> _HOW TO COMPLETE THIS TASK_:
Take the data below. Output it exactly from its first line through the line containing "Category: man in black t-shirt".

> _SUPPLIED RECORDS_:
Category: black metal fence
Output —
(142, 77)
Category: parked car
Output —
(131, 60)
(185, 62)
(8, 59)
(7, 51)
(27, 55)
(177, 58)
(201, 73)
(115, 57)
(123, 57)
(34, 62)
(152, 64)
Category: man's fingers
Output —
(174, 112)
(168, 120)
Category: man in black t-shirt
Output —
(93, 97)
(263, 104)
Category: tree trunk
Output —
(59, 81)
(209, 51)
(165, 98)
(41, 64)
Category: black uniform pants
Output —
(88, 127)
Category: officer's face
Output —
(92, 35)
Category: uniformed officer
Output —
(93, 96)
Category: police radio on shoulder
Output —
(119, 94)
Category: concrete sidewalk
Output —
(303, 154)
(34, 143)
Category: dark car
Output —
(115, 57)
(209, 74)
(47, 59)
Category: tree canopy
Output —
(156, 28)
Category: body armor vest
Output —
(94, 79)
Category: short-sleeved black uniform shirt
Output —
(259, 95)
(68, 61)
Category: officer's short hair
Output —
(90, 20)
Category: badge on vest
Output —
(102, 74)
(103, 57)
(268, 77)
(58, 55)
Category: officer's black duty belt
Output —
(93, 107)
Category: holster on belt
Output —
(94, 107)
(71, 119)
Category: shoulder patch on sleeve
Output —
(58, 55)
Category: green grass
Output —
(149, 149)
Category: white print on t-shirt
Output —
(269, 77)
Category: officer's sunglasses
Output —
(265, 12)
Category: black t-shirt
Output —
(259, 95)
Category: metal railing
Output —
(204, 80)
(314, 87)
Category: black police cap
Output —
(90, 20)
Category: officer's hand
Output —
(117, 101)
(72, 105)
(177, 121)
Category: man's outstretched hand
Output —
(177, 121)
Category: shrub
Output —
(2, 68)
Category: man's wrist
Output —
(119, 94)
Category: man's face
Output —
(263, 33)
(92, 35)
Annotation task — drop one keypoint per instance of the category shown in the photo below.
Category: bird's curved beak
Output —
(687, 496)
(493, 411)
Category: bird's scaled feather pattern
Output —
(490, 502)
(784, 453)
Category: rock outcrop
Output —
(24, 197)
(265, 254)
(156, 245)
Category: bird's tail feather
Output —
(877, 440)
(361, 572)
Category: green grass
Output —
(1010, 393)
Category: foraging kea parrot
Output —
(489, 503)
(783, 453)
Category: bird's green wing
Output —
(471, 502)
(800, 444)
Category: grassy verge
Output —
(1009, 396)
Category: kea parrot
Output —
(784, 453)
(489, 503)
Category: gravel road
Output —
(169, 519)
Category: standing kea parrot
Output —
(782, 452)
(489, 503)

> _ANSWER AREA_:
Category: black metal fence
Output —
(142, 77)
Category: parked car
Output —
(131, 60)
(185, 62)
(8, 59)
(7, 51)
(27, 55)
(177, 58)
(201, 73)
(115, 57)
(123, 57)
(34, 62)
(152, 64)
Category: man's fingers
Output —
(174, 112)
(168, 120)
Category: man in black t-shirt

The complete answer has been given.